**Okuma Parçası**
- - - -

Hayâsızlık, hakikatlerin önündeki en kalın perdedir.
Hayâ, sadece bir ahlâk süsü değil; kalbi kötülükten koruyan, hakikati tanıtan bir sırdır. İnsanın iç dünyasını murakabe altında tutan, nefsi frenleyen, imanın nuru olan bu fazilet kaybolduğunda yalnızca edep değil, idrak de dumura uğrar. Çünkü hayâ giderse hakikat görünmez olur.
Efendimiz (asm), “Utanmadıktan sonra dilediğini yap” buyurarak hayânın kalkmasıyla çirkinliğin meşrulaşacağını bildirmiştir. Ne acıdır ki bugün bu söz modern hayatın sloganı olmuş.
Hayâsızlık yalnız çıplaklık değildir. Kalbin örtüsünü yırtmak, gözün utanmasını kaldırmak, duyguların teşhiri de hayâsızlıktır. Risale-i Nur bu tehlikeyi şöyle dile getirir: “Bu zamanda zındıka dalaleti, İslâmiyete karşı muharebesinde, nefs-i emmarenin plânıyla, Şeytan kumandasına verilen fırkalardan en dehşetlisi; yarım çıplak hanımlardır.”

- - - -

**Kayıt Alıntıları**
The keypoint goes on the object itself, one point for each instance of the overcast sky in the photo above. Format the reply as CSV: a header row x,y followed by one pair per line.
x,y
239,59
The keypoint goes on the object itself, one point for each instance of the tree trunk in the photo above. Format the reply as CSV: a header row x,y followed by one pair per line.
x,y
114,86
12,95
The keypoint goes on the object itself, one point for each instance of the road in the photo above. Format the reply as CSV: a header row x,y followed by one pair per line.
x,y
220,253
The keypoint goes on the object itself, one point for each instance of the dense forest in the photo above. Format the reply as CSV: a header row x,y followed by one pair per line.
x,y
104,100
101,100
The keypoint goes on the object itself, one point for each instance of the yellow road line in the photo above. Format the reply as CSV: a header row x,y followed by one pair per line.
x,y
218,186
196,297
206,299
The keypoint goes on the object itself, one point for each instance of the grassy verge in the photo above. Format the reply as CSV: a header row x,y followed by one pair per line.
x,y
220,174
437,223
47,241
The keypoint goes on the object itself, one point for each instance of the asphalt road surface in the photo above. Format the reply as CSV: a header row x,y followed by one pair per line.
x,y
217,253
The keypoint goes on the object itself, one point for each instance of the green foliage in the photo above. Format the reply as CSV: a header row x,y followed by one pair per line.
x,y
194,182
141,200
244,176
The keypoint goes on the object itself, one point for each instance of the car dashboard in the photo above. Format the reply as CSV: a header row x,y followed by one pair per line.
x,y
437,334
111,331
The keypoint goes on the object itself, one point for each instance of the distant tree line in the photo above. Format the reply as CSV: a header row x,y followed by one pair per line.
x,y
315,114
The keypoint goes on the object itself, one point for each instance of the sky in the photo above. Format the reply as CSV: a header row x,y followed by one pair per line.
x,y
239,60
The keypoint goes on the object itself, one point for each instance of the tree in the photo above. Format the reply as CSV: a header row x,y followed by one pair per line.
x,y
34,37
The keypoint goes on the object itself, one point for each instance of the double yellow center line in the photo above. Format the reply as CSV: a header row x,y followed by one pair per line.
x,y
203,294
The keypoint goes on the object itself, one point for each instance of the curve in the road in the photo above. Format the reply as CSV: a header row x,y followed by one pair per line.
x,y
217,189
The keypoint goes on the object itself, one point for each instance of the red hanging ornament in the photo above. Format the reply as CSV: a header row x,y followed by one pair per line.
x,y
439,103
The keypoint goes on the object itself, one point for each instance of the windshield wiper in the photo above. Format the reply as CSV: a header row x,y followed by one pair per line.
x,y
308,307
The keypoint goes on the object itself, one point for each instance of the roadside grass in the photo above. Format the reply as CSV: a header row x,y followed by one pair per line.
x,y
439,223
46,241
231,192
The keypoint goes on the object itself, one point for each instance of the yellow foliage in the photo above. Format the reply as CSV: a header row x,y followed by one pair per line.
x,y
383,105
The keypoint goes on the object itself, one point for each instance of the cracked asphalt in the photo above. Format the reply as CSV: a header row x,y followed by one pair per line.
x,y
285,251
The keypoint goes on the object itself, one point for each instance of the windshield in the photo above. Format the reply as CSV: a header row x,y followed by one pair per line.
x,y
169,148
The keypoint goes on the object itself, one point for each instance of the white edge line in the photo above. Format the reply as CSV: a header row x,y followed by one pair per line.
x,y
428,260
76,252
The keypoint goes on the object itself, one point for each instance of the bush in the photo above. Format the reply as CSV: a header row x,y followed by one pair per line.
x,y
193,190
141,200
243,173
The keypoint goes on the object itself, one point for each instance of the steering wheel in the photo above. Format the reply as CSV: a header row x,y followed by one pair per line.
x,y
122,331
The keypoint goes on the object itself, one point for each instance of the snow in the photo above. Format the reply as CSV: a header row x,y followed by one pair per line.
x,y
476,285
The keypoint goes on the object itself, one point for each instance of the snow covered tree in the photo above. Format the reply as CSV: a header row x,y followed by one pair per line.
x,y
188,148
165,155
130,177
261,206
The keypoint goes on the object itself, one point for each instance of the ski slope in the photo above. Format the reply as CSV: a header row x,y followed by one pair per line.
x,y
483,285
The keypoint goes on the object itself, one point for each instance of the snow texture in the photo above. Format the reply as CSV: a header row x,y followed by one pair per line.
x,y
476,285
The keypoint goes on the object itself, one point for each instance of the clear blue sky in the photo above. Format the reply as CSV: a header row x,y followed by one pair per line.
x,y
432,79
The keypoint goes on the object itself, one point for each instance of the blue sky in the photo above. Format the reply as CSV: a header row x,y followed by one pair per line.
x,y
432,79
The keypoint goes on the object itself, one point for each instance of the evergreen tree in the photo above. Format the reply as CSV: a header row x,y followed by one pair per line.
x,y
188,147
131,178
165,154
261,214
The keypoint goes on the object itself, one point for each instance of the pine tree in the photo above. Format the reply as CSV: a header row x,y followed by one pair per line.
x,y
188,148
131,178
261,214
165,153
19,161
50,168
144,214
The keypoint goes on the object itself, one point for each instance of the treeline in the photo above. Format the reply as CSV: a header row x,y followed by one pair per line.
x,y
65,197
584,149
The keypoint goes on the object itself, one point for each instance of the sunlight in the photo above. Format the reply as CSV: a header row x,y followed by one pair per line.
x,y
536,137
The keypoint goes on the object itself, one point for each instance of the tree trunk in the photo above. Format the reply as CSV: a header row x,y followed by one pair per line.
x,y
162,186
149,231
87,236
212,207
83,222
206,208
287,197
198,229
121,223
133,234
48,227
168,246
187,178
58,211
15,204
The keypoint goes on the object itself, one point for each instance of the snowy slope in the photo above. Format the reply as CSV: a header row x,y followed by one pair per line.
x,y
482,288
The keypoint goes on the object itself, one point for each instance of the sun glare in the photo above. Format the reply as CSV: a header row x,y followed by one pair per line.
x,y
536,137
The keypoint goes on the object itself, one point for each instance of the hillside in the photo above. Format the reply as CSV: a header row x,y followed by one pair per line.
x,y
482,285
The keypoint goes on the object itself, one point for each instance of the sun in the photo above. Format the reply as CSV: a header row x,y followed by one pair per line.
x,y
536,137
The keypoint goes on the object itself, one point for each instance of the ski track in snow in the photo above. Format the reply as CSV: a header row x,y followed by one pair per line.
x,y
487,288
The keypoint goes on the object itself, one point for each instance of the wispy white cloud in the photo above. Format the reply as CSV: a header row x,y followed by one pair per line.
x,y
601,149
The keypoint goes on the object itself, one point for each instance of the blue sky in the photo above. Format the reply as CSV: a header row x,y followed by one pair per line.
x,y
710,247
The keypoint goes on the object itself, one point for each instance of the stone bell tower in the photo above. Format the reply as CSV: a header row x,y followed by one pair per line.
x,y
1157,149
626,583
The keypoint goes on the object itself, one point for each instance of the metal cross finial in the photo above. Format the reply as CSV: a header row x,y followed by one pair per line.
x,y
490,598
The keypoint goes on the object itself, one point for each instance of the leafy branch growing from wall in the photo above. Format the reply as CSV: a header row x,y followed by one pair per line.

- - - -

**Alıştırma Bölümleri**
• A. Hayâ konulu metinde "Hayâ, sadece bir" kısmından "hayatın sloganı olmuş." kısmına kadar olan bölümü, "fazilet" ifadesini "erdem" ile değiştirerek yeniden yazar mısınız?
• B. Hayâ konulu metindeki "Çünkü hayâ giderse hakikat görünmez olur." cümlesi İngilizceye nasıl çevrilir?
• C. Hayâ konulu metni kaldığı yerden devam ettirir misiniz?
Kayıtlar başka bir kaynaktan alınmıştır.

**Görev Çıktıları**
• A.
Hayâ, sadece bir ahlâk süsü değil; kalbi kötülükten koruyan, hakikati tanıtan bir sırdır. İnsanın iç dünyasını murakabe altında tutan, nefsi frenleyen, imanın nuru olan bu erdem kaybolduğunda yalnızca edep değil, idrak de dumura uğrar. Çünkü hayâ giderse hakikat görünmez olur.
Efendimiz (asm), “Utanmadıktan sonra dilediğini yap” buyurarak hayânın kalkmasıyla çirkinliğin meşrulaşacağını bildirmiştir. Ne acıdır ki bugün bu söz modern hayatın sloganı olmuş.

• B. Because if modesty departs, the truth becomes invisible.

• C.
Bu fitne bedeni değil, kalbi ve ruhu da ifsad eder. Gözle başlar, kalbe iner, aklı perdeleyip imanı yaralar. Kirli bir göz, berrak hakikati göremez. Çünkü göz harama alıştıkça, kalp katılaşır; kalp karardıkça hakikat anlaşılmaz.
Zira göz, kalbe açılan penceredir; neyle bakarsa, kalbi de onunla boyar. Kur’ân bu hakikate dikkat çeker: “Mü’min erkeklere söyle, gözlerini haramdan sakınsınlar... Mü’min kadınlara da söyle, gözlerini haramdan sakınsınlar.” (Nur, 30-31)
Bugün sosyal medya, sokaklar, ekranlar hayâsızlığın sergilendiği alanlara dönüşmüştür. Kadının yaratılıştan gelen güzelliği, İslâmî terbiye ile korunmadığında, geçici vitrine döner. Üstad Bediüzzaman’ın şu sert ama hikmetli ifadesi günahın uhrevî neticesine işaret eder:
“Birkaç sene namahrem hevesatına göstermenin tam cezası olarak; o bıçaklı bacaklar Cehennemin odunları olup, en evvel o bacaklar yanacaktır.”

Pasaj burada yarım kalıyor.